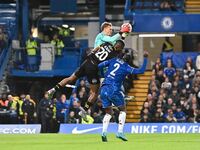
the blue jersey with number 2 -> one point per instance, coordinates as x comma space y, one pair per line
114, 77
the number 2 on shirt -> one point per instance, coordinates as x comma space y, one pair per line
116, 65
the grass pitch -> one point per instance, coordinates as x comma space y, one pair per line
93, 142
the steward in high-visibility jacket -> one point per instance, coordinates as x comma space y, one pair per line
58, 45
31, 47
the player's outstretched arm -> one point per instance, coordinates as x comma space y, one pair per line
140, 70
111, 39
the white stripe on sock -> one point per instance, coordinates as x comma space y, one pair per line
122, 119
106, 121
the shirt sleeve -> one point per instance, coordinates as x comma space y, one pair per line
140, 70
104, 64
111, 39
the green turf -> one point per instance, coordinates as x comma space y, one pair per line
93, 142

**WORK INSTRUCTION**
From the first line to the last, set down the data exactly, without the pictures.

**SOLUTION**
the blue jersey with number 2 -> one point per instance, coordinates as x comma space y, one pair per line
114, 77
the number 2 on shirt -> one point per instance, coordinates as x comma space y, one pair per line
116, 65
the grass pitch -> one point per instance, coordinates as x comma space y, one pair per line
93, 142
the steward in high-visibility jacket -> one point per instance, coordinates as x comma space y, one pair per line
58, 45
31, 47
the player's outstretched arm -> one point per instance, coordinates as x comma space y, one pair per line
140, 70
111, 39
the white stripe on sock -> one point per instance, coordinates as x comma space y, one pair per line
122, 119
106, 121
the shirt sleeve -> one point per instance, coordinates as x comma space y, one pair per line
140, 70
104, 64
111, 39
the green turf -> one point per instance, coordinates as x comma space y, one pair per line
93, 142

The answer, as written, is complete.